[Position annotation data]
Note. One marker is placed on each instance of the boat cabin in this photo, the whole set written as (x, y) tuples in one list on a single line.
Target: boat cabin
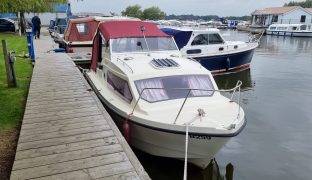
[(80, 32), (144, 57)]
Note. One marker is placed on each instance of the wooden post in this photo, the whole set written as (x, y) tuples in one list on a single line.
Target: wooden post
[(229, 172), (7, 65)]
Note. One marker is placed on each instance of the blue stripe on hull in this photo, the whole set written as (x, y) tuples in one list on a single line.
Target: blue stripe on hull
[(226, 62)]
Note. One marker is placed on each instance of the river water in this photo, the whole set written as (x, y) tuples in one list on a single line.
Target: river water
[(277, 99)]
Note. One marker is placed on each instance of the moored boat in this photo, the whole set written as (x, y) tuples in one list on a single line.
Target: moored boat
[(296, 30), (208, 47), (80, 32), (157, 97)]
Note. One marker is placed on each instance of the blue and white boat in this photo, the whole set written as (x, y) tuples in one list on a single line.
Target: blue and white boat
[(208, 47)]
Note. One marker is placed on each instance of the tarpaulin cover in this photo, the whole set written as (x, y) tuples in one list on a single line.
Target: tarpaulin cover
[(96, 51), (129, 29), (180, 37), (72, 33)]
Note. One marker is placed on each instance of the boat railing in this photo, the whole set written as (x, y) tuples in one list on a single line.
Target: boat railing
[(252, 37), (236, 89), (126, 65)]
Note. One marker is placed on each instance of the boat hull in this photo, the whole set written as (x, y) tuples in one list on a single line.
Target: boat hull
[(201, 148), (289, 33), (226, 62)]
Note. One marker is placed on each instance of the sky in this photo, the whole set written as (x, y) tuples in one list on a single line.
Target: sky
[(178, 7)]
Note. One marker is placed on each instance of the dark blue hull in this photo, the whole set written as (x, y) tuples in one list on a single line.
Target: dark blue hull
[(228, 62)]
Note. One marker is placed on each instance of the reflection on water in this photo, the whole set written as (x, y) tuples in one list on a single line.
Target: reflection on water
[(172, 169), (228, 81)]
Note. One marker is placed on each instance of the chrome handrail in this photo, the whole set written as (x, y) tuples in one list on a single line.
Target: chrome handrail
[(125, 64), (253, 37), (236, 88)]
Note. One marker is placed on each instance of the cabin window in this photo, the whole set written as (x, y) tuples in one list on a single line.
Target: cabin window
[(215, 39), (302, 19), (274, 19), (303, 27), (281, 28), (121, 45), (174, 87), (120, 86), (82, 28), (201, 39)]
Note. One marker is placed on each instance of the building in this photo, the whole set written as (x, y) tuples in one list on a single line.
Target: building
[(59, 11), (282, 15)]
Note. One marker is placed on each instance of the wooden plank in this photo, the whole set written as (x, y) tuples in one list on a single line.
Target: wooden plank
[(95, 173), (59, 141), (129, 176), (65, 113), (57, 134), (59, 117), (66, 156), (69, 166), (44, 151), (68, 92), (61, 128), (46, 100), (56, 101), (61, 107), (50, 126)]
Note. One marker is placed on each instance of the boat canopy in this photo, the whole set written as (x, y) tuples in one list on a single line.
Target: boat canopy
[(82, 29), (129, 29), (180, 37)]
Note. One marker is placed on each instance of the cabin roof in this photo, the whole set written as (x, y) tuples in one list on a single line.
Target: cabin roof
[(275, 10), (182, 35), (92, 23), (309, 10), (128, 29)]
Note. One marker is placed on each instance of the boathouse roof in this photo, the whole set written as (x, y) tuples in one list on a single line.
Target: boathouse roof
[(275, 10), (123, 29)]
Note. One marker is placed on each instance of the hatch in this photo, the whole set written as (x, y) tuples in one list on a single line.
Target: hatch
[(164, 63)]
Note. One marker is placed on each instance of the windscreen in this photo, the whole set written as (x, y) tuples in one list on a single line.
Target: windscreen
[(122, 45), (174, 87)]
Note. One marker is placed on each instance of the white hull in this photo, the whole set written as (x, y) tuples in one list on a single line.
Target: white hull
[(201, 149), (294, 34)]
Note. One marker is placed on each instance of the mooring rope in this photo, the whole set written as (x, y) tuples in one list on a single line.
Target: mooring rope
[(186, 146)]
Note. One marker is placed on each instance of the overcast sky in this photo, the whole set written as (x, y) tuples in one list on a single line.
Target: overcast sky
[(177, 7)]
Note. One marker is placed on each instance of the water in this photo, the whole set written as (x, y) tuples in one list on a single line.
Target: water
[(277, 99)]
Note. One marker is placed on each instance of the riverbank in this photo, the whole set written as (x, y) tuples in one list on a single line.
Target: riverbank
[(12, 101)]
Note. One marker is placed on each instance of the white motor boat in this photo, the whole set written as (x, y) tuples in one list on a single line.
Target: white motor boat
[(296, 30), (158, 98), (208, 47)]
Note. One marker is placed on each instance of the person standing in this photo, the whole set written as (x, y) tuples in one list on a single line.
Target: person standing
[(36, 25)]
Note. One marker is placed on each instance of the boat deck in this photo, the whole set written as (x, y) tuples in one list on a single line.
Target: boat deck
[(66, 132)]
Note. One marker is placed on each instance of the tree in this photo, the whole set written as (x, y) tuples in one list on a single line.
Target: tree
[(153, 13), (133, 11), (20, 6)]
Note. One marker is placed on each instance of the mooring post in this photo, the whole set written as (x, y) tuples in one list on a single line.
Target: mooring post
[(7, 65)]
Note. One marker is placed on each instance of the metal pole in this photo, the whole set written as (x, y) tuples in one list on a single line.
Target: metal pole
[(7, 65)]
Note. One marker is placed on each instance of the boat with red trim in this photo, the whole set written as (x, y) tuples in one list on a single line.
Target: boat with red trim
[(165, 104)]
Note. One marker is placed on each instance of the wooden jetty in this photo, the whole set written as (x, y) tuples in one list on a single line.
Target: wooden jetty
[(66, 133)]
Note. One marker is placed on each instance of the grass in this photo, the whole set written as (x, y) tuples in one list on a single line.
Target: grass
[(13, 100)]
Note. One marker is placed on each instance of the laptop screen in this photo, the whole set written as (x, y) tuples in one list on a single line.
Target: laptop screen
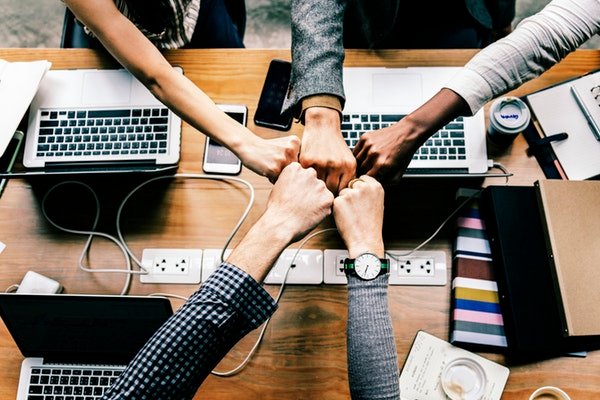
[(82, 328)]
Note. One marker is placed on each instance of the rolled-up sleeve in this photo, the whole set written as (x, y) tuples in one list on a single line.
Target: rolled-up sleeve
[(181, 354)]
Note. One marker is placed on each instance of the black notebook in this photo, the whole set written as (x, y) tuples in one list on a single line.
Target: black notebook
[(532, 320)]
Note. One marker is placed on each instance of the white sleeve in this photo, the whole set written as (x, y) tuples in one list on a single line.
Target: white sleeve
[(536, 44)]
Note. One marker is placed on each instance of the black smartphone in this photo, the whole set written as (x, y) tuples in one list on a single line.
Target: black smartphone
[(268, 112)]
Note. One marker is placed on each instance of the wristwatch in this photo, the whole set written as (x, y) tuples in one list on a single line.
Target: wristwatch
[(367, 266)]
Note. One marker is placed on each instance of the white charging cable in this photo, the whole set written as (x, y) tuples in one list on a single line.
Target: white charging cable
[(120, 241)]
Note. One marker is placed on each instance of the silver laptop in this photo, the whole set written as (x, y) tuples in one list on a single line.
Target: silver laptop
[(99, 120), (75, 346), (379, 97)]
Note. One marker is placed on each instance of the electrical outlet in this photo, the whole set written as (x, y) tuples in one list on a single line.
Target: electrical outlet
[(307, 269), (416, 266), (420, 268), (172, 266), (333, 267), (211, 259)]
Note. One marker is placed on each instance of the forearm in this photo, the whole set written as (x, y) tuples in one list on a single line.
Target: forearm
[(260, 248), (181, 354), (317, 49), (139, 56), (372, 356), (536, 44)]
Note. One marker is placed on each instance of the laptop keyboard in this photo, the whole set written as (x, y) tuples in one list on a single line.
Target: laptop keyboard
[(70, 383), (102, 132), (446, 144)]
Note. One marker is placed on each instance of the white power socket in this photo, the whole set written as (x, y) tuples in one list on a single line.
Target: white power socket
[(172, 266), (211, 259), (420, 268), (307, 269), (308, 266)]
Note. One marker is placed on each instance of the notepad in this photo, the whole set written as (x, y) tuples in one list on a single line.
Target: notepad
[(556, 110), (434, 366), (570, 211)]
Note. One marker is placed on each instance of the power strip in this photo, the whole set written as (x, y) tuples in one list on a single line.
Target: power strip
[(312, 267), (211, 260), (420, 268), (307, 268), (172, 266)]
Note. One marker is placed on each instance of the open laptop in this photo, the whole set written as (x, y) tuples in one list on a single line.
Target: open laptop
[(76, 345), (378, 97), (93, 120)]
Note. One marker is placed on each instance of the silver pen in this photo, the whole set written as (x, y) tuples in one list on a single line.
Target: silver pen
[(586, 113)]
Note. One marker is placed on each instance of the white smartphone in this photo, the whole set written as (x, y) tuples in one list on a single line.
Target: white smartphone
[(217, 158)]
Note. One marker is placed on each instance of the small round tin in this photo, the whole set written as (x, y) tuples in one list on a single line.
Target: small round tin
[(508, 117), (463, 379)]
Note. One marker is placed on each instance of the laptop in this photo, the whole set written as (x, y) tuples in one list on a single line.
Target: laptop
[(378, 97), (94, 120), (76, 346)]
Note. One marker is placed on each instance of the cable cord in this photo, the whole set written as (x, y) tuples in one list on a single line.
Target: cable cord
[(91, 233), (439, 228), (190, 176), (246, 360), (120, 241)]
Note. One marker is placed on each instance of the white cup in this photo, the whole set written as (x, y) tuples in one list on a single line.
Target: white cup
[(549, 393)]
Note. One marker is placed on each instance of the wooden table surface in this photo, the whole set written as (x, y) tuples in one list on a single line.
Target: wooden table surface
[(303, 354)]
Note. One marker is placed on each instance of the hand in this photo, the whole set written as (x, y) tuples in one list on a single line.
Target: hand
[(298, 202), (268, 157), (323, 148), (358, 214), (385, 153)]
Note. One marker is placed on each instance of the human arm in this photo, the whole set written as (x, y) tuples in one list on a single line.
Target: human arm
[(372, 355), (316, 92), (534, 46), (181, 354), (138, 55), (386, 153)]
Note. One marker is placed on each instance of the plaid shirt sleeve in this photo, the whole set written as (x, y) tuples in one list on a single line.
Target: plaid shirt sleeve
[(181, 354)]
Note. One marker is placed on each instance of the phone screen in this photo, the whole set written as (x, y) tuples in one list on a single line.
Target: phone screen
[(268, 111), (219, 154)]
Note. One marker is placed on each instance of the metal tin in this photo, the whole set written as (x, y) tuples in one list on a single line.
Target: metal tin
[(508, 117)]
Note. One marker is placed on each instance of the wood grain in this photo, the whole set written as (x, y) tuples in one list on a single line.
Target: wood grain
[(303, 354)]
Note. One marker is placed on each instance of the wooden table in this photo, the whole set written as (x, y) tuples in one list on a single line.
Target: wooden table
[(303, 354)]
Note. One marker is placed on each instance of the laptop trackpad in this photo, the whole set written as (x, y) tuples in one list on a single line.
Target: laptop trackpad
[(404, 90), (106, 87)]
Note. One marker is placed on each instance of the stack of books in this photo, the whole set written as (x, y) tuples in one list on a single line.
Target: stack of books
[(476, 317)]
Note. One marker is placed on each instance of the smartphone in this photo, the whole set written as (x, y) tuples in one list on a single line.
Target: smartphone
[(217, 158), (8, 158), (268, 111)]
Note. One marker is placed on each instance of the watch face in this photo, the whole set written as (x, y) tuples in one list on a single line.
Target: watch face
[(367, 266)]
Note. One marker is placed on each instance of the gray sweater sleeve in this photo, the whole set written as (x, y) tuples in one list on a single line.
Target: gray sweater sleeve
[(372, 355), (317, 49)]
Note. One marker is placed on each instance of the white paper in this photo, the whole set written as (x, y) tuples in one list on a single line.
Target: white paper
[(557, 111), (19, 82), (420, 377)]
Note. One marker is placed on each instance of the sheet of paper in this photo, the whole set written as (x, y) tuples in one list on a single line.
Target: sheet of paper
[(421, 375), (557, 111), (19, 82)]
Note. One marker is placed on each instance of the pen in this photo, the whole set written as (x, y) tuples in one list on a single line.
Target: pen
[(588, 116)]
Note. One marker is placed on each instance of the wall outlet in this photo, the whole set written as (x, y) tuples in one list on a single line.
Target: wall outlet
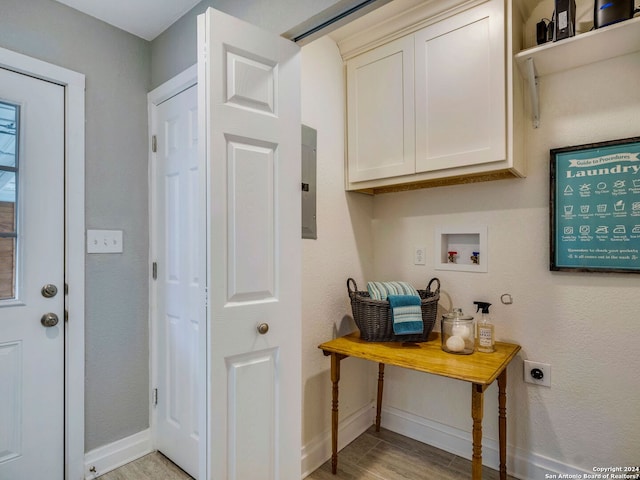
[(537, 373), (104, 241)]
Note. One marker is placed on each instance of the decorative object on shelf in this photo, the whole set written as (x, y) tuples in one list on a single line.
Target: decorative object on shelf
[(374, 317), (564, 20), (607, 12), (457, 332), (595, 207)]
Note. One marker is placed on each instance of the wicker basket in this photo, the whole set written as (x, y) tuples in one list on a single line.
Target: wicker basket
[(373, 317)]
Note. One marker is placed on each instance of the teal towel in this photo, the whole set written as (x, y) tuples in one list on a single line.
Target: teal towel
[(381, 290), (406, 314)]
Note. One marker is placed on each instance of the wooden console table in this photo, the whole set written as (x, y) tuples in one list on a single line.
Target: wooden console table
[(480, 369)]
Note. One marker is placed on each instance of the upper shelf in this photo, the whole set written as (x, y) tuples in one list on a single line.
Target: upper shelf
[(607, 42)]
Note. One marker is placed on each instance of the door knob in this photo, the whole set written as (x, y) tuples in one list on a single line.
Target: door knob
[(49, 320), (49, 290)]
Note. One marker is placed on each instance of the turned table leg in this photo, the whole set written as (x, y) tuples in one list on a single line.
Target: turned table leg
[(477, 402), (335, 378), (380, 387), (502, 422)]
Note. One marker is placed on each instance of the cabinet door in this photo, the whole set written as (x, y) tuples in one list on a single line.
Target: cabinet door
[(460, 90), (380, 120)]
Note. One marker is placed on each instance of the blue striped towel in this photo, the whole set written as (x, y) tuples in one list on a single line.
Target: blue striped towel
[(406, 314), (381, 290)]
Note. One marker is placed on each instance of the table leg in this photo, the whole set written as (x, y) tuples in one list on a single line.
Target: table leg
[(477, 409), (380, 387), (502, 422), (335, 378)]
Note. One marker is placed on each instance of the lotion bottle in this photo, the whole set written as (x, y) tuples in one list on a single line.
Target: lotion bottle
[(486, 332)]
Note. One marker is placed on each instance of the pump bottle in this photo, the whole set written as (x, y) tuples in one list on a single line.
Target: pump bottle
[(486, 333)]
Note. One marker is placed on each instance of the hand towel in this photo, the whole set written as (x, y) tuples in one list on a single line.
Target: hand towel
[(406, 314), (381, 290)]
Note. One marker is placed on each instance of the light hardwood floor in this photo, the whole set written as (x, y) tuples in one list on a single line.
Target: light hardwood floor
[(372, 456)]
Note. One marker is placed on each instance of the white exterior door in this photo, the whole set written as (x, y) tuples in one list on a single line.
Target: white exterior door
[(178, 303), (249, 91), (32, 143)]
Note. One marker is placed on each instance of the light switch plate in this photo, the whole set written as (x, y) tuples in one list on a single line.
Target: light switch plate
[(104, 241)]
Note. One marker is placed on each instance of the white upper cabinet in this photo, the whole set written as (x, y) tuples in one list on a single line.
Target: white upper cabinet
[(433, 103), (380, 93), (460, 90)]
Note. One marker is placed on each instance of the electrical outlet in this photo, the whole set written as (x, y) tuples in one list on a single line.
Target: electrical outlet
[(419, 256), (537, 373)]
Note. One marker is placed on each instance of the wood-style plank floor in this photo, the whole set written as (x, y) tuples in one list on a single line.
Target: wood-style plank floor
[(372, 456)]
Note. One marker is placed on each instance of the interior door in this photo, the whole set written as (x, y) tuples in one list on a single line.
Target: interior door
[(249, 87), (178, 302), (31, 277)]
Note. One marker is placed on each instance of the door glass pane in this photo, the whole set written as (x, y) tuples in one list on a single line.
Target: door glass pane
[(9, 116)]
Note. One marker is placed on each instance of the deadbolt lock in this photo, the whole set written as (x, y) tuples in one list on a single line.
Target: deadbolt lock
[(49, 320), (49, 290)]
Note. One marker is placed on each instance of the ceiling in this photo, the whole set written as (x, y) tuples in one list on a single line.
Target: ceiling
[(144, 18)]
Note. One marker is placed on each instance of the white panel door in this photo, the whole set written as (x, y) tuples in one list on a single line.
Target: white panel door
[(460, 90), (31, 256), (380, 106), (250, 89), (178, 253)]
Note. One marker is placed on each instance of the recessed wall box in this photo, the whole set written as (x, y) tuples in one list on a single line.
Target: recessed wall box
[(461, 248)]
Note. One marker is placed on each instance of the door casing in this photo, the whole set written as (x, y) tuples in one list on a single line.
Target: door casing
[(74, 85)]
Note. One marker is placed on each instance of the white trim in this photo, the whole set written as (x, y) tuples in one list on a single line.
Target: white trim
[(318, 450), (164, 92), (74, 85), (520, 463), (109, 457)]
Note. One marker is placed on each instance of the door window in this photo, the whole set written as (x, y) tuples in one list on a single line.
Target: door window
[(9, 134)]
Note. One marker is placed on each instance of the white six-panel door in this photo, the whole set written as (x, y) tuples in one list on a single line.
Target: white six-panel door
[(178, 302), (32, 244), (250, 97)]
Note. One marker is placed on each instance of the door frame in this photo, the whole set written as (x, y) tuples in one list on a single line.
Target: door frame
[(188, 78), (74, 246)]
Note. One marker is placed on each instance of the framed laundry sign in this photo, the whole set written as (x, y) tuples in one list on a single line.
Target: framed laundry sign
[(595, 207)]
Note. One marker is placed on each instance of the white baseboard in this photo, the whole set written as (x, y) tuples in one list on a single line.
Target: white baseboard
[(520, 463), (318, 451), (104, 459)]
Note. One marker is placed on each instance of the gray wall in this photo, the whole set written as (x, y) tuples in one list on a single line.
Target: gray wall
[(175, 49), (117, 69)]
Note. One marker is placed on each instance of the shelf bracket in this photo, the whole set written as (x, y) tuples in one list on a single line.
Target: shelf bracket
[(533, 91)]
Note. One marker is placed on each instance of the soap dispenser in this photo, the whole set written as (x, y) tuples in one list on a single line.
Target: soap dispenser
[(486, 333)]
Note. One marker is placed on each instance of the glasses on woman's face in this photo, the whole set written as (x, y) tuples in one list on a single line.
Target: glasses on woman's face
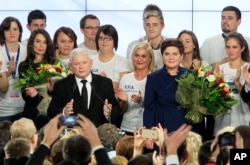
[(105, 38)]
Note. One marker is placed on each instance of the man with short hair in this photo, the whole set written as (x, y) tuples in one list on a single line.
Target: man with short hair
[(89, 26), (153, 23), (17, 147), (36, 20), (213, 48), (84, 92)]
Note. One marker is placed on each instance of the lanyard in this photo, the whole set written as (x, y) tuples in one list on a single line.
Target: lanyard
[(16, 61)]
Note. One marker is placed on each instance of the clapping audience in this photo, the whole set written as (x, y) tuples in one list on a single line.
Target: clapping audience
[(110, 130)]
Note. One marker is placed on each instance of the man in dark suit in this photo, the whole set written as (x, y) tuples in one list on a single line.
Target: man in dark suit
[(100, 104)]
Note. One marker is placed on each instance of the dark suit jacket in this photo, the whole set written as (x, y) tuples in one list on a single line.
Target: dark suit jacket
[(102, 88)]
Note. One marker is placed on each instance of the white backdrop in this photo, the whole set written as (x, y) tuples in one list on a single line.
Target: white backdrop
[(201, 16)]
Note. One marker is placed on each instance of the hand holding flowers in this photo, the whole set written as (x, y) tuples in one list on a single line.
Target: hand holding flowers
[(33, 77), (204, 92)]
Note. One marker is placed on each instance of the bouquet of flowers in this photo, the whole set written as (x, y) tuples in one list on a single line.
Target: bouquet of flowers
[(204, 92), (39, 76)]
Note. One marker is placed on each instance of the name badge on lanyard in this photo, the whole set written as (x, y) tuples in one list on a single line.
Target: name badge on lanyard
[(16, 61)]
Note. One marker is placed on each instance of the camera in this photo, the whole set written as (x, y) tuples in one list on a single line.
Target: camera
[(149, 134), (69, 121), (227, 139)]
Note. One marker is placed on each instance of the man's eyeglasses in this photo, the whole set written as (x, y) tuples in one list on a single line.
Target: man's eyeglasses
[(107, 38), (92, 28)]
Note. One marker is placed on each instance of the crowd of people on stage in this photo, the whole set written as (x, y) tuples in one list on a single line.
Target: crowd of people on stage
[(109, 108)]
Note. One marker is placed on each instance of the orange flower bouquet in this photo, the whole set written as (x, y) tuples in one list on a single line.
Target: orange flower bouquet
[(204, 92)]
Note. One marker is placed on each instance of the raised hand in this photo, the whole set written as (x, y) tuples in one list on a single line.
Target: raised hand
[(68, 109), (121, 94)]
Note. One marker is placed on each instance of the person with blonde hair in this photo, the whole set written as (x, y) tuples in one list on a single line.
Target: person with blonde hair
[(153, 24), (131, 89), (125, 147)]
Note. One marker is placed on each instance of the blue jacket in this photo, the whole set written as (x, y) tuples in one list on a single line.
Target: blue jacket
[(160, 103)]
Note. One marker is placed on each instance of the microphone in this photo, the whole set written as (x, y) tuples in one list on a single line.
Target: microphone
[(73, 92), (99, 97)]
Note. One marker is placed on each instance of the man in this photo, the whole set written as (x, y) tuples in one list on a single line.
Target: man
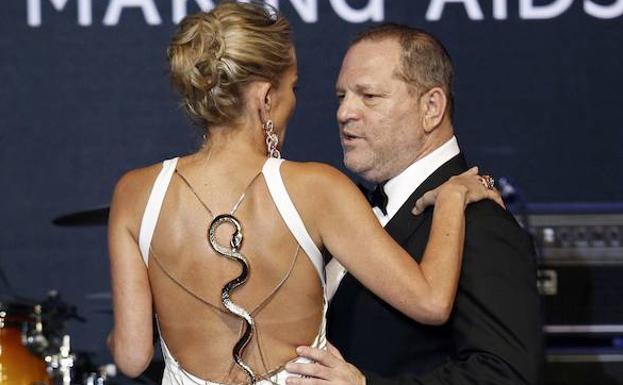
[(395, 117)]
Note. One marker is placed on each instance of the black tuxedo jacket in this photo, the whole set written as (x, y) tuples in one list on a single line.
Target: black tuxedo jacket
[(493, 335)]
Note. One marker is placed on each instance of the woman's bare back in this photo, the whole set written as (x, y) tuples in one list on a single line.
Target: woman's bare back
[(283, 293)]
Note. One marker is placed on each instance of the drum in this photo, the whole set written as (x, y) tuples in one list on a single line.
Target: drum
[(18, 366)]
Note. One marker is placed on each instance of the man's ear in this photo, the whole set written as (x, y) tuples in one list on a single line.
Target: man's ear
[(433, 104), (265, 98)]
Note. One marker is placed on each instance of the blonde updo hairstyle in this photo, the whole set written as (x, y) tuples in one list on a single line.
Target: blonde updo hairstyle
[(214, 55)]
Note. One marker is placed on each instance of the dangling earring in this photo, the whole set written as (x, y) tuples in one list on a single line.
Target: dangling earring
[(271, 139)]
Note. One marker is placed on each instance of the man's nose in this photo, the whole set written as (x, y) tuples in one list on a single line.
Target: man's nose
[(347, 110)]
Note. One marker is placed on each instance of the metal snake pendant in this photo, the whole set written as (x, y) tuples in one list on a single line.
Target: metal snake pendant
[(233, 253)]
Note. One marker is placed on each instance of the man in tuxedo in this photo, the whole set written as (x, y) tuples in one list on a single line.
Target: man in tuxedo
[(395, 117)]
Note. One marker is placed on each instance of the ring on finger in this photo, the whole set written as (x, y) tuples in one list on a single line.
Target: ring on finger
[(488, 181)]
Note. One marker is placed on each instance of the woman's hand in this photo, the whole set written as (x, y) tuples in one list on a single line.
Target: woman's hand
[(471, 186)]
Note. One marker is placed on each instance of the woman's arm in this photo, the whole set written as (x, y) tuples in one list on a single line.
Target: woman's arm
[(130, 341), (353, 235)]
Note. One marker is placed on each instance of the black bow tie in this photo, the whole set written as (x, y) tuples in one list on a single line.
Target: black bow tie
[(378, 198)]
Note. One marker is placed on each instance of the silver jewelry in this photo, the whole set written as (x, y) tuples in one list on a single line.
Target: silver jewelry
[(233, 252), (272, 140), (487, 181)]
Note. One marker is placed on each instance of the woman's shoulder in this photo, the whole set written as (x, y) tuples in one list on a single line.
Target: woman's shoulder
[(320, 178), (138, 179), (132, 191)]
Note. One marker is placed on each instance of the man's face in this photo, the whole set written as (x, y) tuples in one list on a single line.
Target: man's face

What needs to be done: Output the data from its start through the line containing "[(80, 32), (144, 57)]" as a numbered list, skipping blank lines and omitting any picture.

Result of the task:
1. Note. One marker is placed on each instance of the boat cabin in this photo, the whole set written as (x, y) tuples in one list on a single line.
2. Target: boat cabin
3. [(80, 32), (144, 57)]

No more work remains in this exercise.